Prompt - Reproduce all the data, character for character.

--

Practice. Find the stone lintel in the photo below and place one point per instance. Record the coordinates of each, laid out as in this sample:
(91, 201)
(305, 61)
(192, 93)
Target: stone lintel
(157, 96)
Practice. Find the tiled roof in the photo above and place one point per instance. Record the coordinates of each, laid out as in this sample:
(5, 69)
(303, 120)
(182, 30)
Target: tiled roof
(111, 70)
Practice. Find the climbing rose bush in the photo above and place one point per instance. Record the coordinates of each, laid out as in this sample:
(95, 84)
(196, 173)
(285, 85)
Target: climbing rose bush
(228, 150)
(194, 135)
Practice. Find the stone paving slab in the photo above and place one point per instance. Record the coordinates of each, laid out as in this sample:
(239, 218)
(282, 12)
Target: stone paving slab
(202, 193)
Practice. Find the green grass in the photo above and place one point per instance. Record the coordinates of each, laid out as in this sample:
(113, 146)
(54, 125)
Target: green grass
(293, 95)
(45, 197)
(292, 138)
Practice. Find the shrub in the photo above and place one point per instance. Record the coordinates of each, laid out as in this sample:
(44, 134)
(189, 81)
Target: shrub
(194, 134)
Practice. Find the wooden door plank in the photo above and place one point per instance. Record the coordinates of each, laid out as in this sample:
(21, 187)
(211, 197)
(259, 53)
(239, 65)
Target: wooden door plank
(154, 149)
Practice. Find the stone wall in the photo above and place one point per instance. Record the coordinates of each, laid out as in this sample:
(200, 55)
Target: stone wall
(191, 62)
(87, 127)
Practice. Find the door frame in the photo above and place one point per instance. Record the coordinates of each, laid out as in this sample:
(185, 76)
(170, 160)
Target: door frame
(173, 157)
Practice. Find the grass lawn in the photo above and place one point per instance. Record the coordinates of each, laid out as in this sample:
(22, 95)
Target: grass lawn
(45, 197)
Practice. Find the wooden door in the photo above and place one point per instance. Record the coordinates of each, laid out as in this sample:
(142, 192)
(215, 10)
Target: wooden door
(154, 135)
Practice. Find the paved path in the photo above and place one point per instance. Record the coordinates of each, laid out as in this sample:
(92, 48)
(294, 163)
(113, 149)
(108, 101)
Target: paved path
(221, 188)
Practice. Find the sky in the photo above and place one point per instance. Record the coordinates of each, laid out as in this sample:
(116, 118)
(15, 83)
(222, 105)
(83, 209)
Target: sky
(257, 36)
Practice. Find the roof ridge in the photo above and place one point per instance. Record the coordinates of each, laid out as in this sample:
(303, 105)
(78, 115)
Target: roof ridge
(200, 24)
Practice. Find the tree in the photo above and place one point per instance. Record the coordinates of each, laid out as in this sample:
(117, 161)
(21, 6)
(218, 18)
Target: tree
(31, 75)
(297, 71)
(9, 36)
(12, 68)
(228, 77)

--

Your solution -
Practice. Find the stone lintel in the photo below and place one point per instance. Record the coordinates of each, laid out as in this sample:
(91, 201)
(305, 61)
(192, 93)
Target: stone lintel
(157, 96)
Practice. Find the tiled roof in the photo above and place one point per instance. Record the coordinates of each, laid out as in this sample:
(5, 69)
(303, 120)
(182, 30)
Target: tiled roof
(111, 70)
Practice. Find the climbing rose bush in the photo above and place one point per instance. Record the coordinates of each, laid out as in this sample:
(95, 84)
(196, 173)
(285, 85)
Target: climbing rose bush
(228, 150)
(194, 135)
Practice. Find the stone paving slab in the photo above and place one point per instance. Record the coordinates of each, laid out as in this sample:
(239, 218)
(282, 12)
Target: stone paving slab
(202, 193)
Practice. Find the green grass in the photo above and place one point per instance. Record the coordinates of each, laid out as in this sample:
(113, 146)
(54, 125)
Target: green grass
(293, 95)
(45, 197)
(292, 138)
Practice. Find the shrub in the photo above and place one point per instance. Record the coordinates of each, laid out as in this sample:
(44, 134)
(189, 81)
Target: shrub
(194, 134)
Practice. Find the wooden door plank in the photo above and place one point per instance. Record the coordinates of each, laid out as in this sample:
(21, 187)
(211, 197)
(259, 53)
(239, 65)
Target: wooden door plank
(154, 149)
Practice. Find the stone wall in the photo above and place one point per instance. Record the coordinates of each, laid out as in this sample:
(200, 55)
Target: stone wall
(191, 62)
(87, 127)
Practice. Find the door frame in the photo above and place one point per instance. Record the coordinates of each, laid out as in this sample:
(185, 76)
(170, 160)
Target: door frame
(173, 157)
Practice. Find the grass lawn in the photo above and place one point per instance. Record the coordinates of each, laid out as in this sample:
(22, 95)
Target: grass lawn
(45, 197)
Practice. Find the wooden door in the photo above and place one point per instance. Record the coordinates of each, laid out as in this sample:
(142, 192)
(215, 10)
Target: wooden door
(154, 135)
Practice. Find the paved path in the photo above and place one point per instance. Record the coordinates of each, laid out as in this sample:
(92, 48)
(294, 163)
(113, 149)
(108, 101)
Target: paved path
(221, 188)
Practice. Find the sky in the photo above and place one point per instance. Record the coordinates of each, laid out as in this sample:
(116, 118)
(15, 83)
(222, 105)
(83, 209)
Target: sky
(257, 36)
Practice. Find the roof ridge in the photo above and place one point per instance. Record the coordinates of each, laid out as in this sample:
(303, 105)
(78, 115)
Target: roof ridge
(200, 24)
Practice. Find the tree in the photo above and place one point per instance. Record the coordinates of each, laid out as in this sample:
(117, 161)
(21, 6)
(218, 18)
Target: tree
(31, 75)
(297, 71)
(9, 36)
(12, 68)
(228, 77)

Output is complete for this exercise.